Compito da svolgere>
Individua, tra le righe riportate qui sotto, tutte quelle che contengono la parola "leaf" e ricopiale.

Materiale di lavoro>
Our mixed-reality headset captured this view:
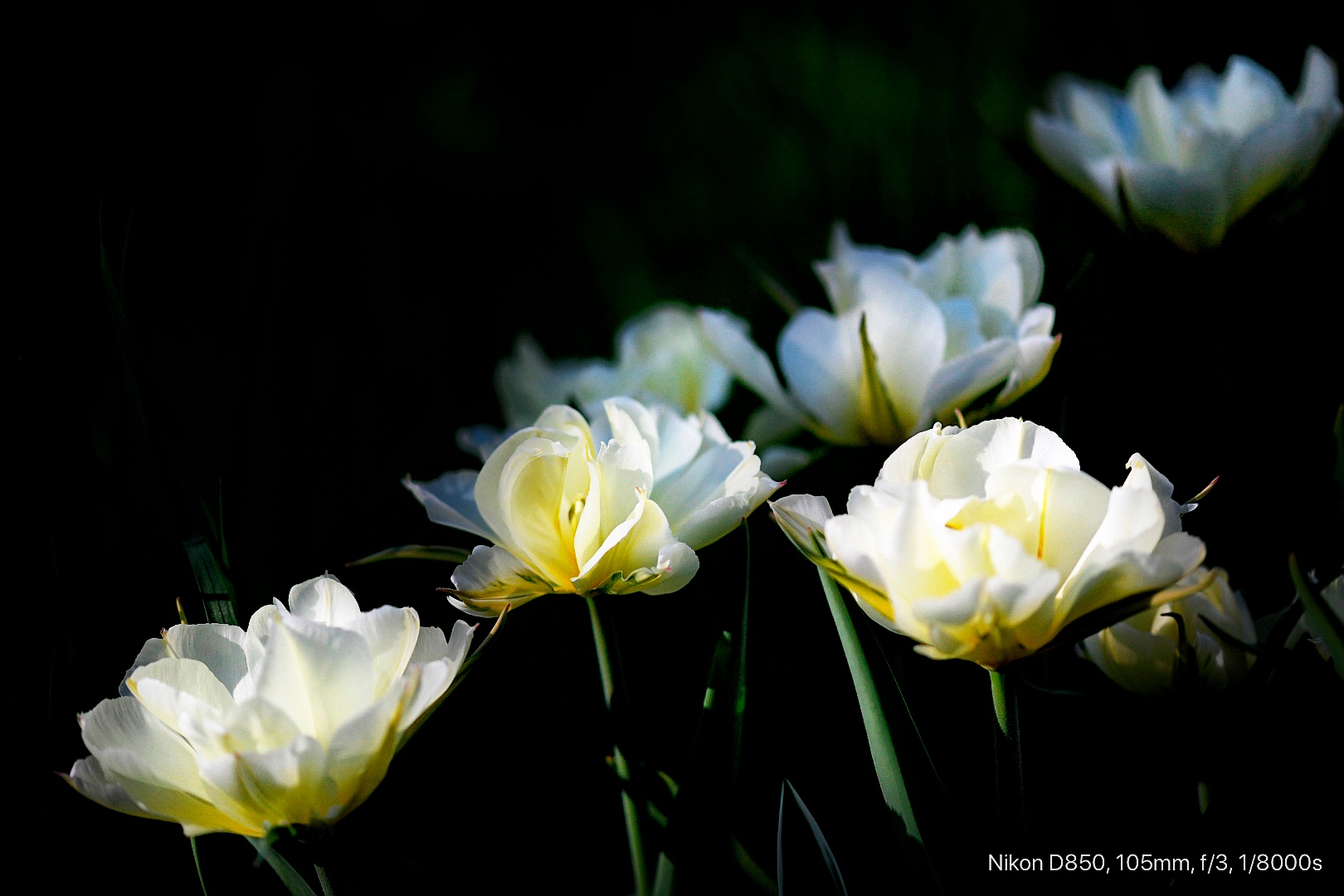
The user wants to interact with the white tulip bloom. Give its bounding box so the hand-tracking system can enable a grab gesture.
[772,419,1205,669]
[1082,567,1255,696]
[1028,47,1344,251]
[65,575,472,837]
[405,397,781,616]
[700,224,1059,445]
[458,302,746,460]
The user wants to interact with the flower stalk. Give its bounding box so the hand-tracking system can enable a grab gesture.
[583,594,649,896]
[817,568,923,844]
[988,669,1027,835]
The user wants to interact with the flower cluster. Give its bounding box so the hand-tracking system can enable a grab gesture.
[700,224,1059,445]
[458,302,746,460]
[405,397,781,616]
[1030,47,1344,250]
[66,575,472,837]
[772,419,1205,669]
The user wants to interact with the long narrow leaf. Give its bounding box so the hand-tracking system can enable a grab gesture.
[817,568,923,845]
[774,778,850,896]
[1288,553,1344,677]
[247,837,317,896]
[345,544,472,567]
[188,837,210,896]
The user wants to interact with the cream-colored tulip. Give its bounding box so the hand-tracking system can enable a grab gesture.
[1028,47,1344,250]
[772,419,1205,669]
[700,224,1058,445]
[405,397,780,616]
[457,302,746,460]
[1082,567,1255,696]
[65,575,472,837]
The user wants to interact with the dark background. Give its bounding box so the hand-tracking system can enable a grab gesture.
[26,2,1344,894]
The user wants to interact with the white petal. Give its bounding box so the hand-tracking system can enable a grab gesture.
[1119,161,1231,251]
[168,623,247,694]
[767,308,865,445]
[450,544,557,616]
[698,308,804,426]
[289,573,359,627]
[1293,47,1340,113]
[915,338,1017,427]
[254,618,373,743]
[345,606,419,696]
[1028,110,1125,226]
[402,470,494,542]
[80,697,206,799]
[126,658,234,750]
[864,280,947,432]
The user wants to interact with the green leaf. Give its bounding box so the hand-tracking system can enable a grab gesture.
[774,778,850,896]
[188,837,210,896]
[1288,553,1344,679]
[182,534,238,626]
[345,544,472,567]
[817,568,923,845]
[247,837,317,896]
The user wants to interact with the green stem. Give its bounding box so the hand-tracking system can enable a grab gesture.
[989,669,1027,838]
[989,669,1015,740]
[188,837,210,896]
[313,863,336,896]
[583,594,649,896]
[817,567,923,844]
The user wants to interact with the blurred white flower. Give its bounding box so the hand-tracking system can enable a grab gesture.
[457,302,746,460]
[700,224,1059,445]
[1028,47,1342,251]
[65,575,472,837]
[405,397,780,616]
[1082,567,1255,696]
[772,419,1205,669]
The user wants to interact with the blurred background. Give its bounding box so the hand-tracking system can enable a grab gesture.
[32,2,1344,894]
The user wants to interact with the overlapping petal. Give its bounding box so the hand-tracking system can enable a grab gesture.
[66,575,470,837]
[772,419,1205,668]
[406,397,780,616]
[1028,47,1344,250]
[1080,567,1255,696]
[462,302,746,462]
[700,224,1058,445]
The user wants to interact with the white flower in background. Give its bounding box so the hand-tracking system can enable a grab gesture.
[65,575,472,837]
[1028,47,1342,251]
[405,397,781,616]
[700,224,1058,445]
[458,302,746,460]
[772,419,1205,669]
[1082,567,1255,696]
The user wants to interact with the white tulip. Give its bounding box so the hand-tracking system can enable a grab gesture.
[700,224,1058,445]
[405,397,780,616]
[772,419,1205,669]
[1028,47,1344,251]
[65,575,472,837]
[458,302,746,460]
[1082,567,1255,696]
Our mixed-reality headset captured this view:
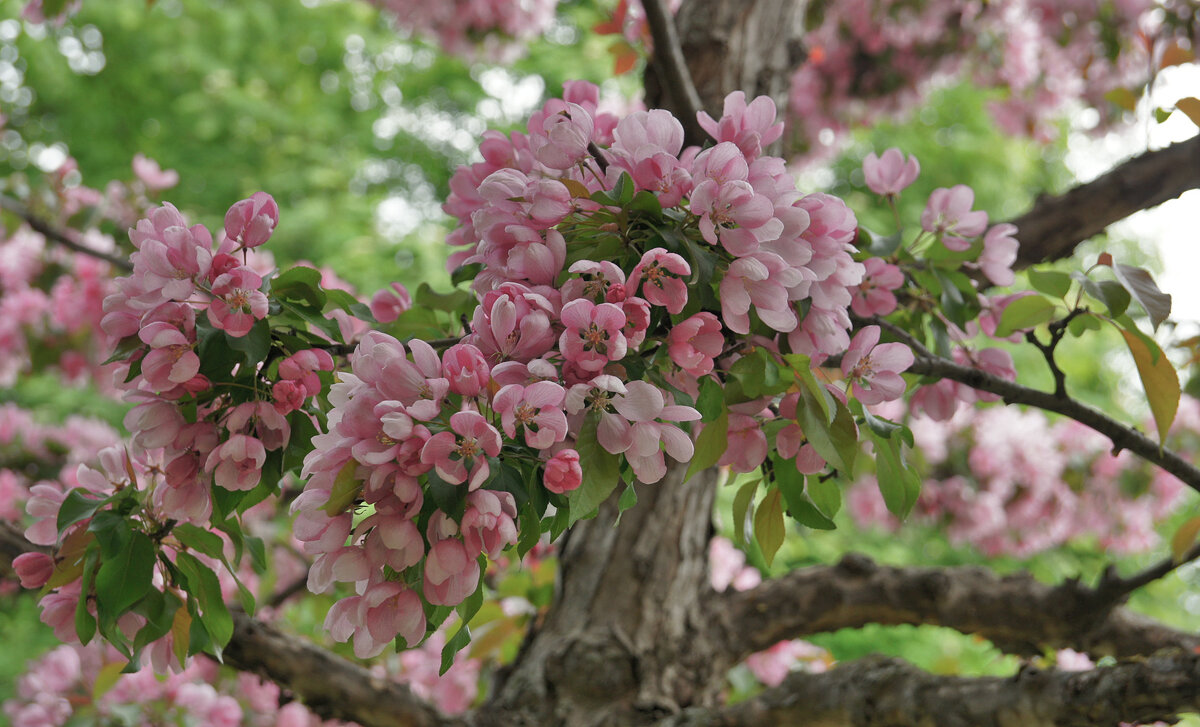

Risposta al compito>
The user wants to interact with the long narrow leaf. Give its bounding box so the hand-tracking system can enable a grab gesture.
The user wants to interact with the green leaf. Give its bounding box so the hand-tracking system can enable a grab gesture.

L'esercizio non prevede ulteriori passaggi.